What is expected.
Answer these questions about the VL3D documentation excerpt below:
(a) How many folds must stratified K-folding have to make sense?
(b) Are training data pipelines applied when predicting?
(c) Which key in each pipeline dictionary holds the component's name as a string?

+++ Given passage

How many folds. Note that stratified K-folding only makes sense for two or more folds.

– shuffle_points

When true, the points will be randomly sampled before computing the subsets. However, points in the same split are not shuffled.

– stratkfold_report_path

The path where a text report summarizing the stratified K-folding will be exported.

– stratkfold_plot_path

The path where a plot representing the results of the stratified K-folding will be written.

Training data pipelines

The VL3D framework supports the definition of simple sequential pipelines for training data. These pipelines will NOT be applied when predicting. They can be used to transform the input data \(X\) and the reference values \(y\). Each consecutive component in the pipeline will be executed on the transformed training data as returned by the previous component. Finally, the model will be trained on the training data as it is after calling the last component (see TrainingDataComponent).

Training data pipelines can be defined inside a component with a "train" key (see Random forest classifier). To define a training data pipeline it is necessary to add an entry "training_data_pipeline" : [...], where the list contains dictionaries sequentially specifying the components in the pipeline. Each dictionary must contain a "component" key whose value is a string with the name of the component and a "component_args" that will typically be a dictionary with the parameters governing the component.

Class-wise sampler

The class-wise sampler (ClasswiseSampler) can be used to sample points from the input training dataset such that a target number of points per class is selected. The class-wise sampler can work with or without replacement. In the first case, repeated points might be considered. The JSON below shows an example of how to define a training data pipeline with a ClasswiseSampler component.

"training_data_pipeline": [
    {
        "component": "ClasswiseSampler",
        "component_args": {
            "target_class_distribution": [2000000, 2000000, 2000000, 2000000],
            "replace": false
        }
    }
]

Arguments

– target_class_distribution: Number of points for each class (in a classification task) or each continuous variable (in a regression task).
– replace: Boolean flag governing whether replacement is enabled (true) or not (false).

++++++
+++ Source data

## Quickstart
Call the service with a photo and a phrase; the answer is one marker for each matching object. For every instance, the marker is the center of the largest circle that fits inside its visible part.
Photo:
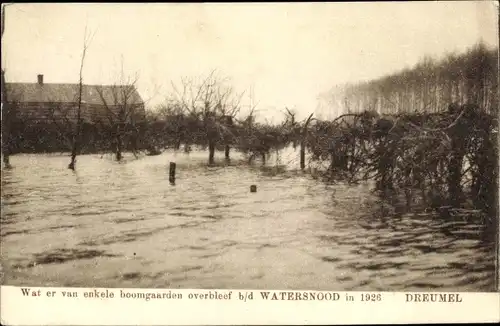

++++++

Solution to this problem.
(a) Two or more folds.
(b) No, they are not applied when predicting.
(c) The "component" key.